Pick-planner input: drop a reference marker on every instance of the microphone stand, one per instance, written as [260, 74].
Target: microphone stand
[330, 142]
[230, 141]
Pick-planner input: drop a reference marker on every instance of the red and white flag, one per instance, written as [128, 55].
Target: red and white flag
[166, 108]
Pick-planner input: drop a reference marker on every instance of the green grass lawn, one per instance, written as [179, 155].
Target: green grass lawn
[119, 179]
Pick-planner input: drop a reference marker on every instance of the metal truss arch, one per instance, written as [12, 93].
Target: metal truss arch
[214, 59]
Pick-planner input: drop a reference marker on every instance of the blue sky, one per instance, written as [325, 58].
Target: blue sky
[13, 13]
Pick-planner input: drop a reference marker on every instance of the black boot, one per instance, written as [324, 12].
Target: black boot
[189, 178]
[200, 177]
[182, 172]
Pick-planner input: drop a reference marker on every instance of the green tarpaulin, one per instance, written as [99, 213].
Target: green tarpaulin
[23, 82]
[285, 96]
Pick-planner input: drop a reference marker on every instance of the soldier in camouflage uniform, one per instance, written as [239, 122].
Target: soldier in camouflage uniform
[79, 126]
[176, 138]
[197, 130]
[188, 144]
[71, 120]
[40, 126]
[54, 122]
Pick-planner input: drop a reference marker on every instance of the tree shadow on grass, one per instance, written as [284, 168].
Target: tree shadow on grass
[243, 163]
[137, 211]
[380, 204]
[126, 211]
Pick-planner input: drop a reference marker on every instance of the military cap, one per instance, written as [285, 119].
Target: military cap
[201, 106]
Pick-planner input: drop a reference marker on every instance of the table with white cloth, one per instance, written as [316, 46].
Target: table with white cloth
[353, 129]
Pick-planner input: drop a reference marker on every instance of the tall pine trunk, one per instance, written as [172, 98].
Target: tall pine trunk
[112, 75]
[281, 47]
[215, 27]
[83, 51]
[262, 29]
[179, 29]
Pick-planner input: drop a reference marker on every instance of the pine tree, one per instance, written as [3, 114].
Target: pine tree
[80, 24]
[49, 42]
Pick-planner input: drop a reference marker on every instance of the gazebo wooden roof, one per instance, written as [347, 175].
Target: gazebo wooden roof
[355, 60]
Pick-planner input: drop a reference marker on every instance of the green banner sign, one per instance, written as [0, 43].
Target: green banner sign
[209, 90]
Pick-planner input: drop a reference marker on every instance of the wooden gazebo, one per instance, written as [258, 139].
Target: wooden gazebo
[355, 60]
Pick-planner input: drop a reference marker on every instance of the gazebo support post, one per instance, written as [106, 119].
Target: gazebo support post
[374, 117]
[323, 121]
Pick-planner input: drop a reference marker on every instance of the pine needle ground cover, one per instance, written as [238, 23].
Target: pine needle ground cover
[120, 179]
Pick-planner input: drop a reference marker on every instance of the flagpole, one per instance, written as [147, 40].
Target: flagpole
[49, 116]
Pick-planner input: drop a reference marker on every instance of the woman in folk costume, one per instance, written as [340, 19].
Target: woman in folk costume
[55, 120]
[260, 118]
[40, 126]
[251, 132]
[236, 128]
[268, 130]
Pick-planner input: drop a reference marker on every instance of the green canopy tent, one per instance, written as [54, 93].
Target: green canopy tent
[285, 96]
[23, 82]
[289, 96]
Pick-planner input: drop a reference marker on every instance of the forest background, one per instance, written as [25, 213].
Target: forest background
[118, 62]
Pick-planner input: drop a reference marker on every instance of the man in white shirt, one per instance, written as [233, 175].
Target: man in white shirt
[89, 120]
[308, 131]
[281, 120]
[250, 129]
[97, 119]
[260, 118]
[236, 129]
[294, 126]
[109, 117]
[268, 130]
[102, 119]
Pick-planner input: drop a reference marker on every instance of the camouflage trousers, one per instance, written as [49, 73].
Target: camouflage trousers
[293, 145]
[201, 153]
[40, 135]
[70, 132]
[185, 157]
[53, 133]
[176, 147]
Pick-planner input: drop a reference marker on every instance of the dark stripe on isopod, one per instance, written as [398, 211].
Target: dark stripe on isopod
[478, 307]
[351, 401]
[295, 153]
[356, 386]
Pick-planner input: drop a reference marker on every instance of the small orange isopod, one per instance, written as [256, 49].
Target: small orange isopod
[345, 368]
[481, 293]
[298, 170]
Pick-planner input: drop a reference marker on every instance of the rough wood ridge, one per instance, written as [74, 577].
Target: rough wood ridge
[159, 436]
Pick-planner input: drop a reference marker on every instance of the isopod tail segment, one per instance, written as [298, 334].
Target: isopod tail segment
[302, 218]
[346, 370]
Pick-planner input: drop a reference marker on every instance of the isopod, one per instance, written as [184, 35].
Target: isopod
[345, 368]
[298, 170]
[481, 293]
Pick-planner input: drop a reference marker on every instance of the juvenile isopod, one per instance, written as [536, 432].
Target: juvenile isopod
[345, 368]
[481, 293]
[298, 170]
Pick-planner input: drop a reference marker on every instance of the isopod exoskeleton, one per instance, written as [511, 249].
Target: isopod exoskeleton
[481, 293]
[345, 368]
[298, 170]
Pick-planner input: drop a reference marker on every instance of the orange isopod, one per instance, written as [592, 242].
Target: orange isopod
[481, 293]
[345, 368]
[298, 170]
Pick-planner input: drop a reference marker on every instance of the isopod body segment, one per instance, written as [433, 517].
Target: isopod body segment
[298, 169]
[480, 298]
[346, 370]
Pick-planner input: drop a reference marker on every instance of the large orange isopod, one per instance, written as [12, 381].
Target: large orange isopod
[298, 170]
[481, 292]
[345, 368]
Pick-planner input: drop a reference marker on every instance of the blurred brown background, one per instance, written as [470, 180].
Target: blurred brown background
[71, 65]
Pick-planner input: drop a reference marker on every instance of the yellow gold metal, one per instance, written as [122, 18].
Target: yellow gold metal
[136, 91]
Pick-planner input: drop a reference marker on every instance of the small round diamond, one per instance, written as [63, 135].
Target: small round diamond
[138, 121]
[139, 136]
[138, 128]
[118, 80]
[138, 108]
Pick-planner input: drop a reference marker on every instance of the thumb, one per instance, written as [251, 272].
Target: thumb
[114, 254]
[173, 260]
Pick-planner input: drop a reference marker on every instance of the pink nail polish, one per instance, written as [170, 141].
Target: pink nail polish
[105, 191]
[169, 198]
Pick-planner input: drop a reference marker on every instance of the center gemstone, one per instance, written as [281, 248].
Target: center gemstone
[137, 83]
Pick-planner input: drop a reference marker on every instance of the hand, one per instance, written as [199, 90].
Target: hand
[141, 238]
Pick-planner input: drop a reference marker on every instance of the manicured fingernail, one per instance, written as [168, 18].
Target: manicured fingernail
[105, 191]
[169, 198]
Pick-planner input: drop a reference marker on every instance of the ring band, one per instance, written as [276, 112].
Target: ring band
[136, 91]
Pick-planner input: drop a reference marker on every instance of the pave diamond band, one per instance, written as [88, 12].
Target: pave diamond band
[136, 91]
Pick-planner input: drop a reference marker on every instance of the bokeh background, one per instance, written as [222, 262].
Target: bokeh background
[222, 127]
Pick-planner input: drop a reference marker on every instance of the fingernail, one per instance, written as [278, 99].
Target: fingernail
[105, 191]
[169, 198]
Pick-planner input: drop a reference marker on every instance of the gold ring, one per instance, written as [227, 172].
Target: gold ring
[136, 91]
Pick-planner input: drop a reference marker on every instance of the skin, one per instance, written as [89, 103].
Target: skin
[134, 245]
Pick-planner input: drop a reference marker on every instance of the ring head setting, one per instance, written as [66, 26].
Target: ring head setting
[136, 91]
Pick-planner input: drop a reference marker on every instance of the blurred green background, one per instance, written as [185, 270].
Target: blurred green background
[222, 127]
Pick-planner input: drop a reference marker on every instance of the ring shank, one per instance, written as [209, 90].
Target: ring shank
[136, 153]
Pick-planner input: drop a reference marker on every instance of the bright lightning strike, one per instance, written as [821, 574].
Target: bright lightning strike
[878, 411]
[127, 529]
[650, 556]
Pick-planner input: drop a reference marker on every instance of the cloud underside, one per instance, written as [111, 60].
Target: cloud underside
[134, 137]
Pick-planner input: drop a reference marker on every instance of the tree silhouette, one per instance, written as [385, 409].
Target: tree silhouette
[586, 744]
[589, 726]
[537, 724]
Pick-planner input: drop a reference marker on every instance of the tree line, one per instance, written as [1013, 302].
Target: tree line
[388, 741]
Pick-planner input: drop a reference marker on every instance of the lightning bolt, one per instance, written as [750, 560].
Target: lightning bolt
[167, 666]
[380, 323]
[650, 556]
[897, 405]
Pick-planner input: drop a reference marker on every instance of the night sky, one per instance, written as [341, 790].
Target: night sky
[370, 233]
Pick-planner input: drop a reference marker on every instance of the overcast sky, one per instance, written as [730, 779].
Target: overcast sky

» **Set problem**
Produce an exact repeat of the lines from the one containing "as [227, 172]." through the last line of the data, and nothing more.

» **Response below**
Pick-planner input: drop a reference marker on every instance of the gold ring, one per instance, written as [227, 172].
Target: gold ring
[136, 91]
Pick-planner input: drop a reference marker on every instance of the skin, one per instance, written as [89, 103].
Target: skin
[134, 245]
Pick-planner input: drop a reference marker on every instance of the ring head setting, one per instance, written as [66, 26].
Target: ring head setting
[136, 91]
Pick-planner input: drop a reference marker on every instance of the blurred green background, one per instance, written as [185, 270].
Target: blurred green background
[222, 127]
Pick-planner input: drop a reference marker on every instance of the ring shank, one per instance, written as [209, 90].
Target: ring shank
[136, 153]
Pick-planner input: drop a reference marker on every instance of the bright lightning strike, one per instance, written as [821, 574].
Target: bright lightning strike
[878, 411]
[127, 529]
[650, 556]
Pick-planner input: drop a reference marker on every instance of the cloud underside, one per instance, written as [111, 60].
Target: cloud underside
[134, 137]
Pick-planner input: drop a reference marker on every instance of the tree silhouette, one per instance, written as [385, 409].
Target: tree silhouette
[586, 744]
[589, 726]
[537, 724]
Pick-planner input: drop a reference marker on every instance of the tree line, one per instance, written as [1013, 302].
Target: tree line
[388, 741]
Pick-planner input: drop a reference marker on every instance of the lightning bolt, one per instance, written as [750, 560].
Target: lightning bolt
[167, 666]
[380, 323]
[650, 556]
[897, 405]
Pick-planner input: drop a reference marker on every instance of the night sky, one per instance, written as [341, 790].
Target: night sky
[370, 233]
Pick-planner input: drop a reference marker on every instance of the overcast sky, one per instance, written as [730, 779].
Target: overcast sky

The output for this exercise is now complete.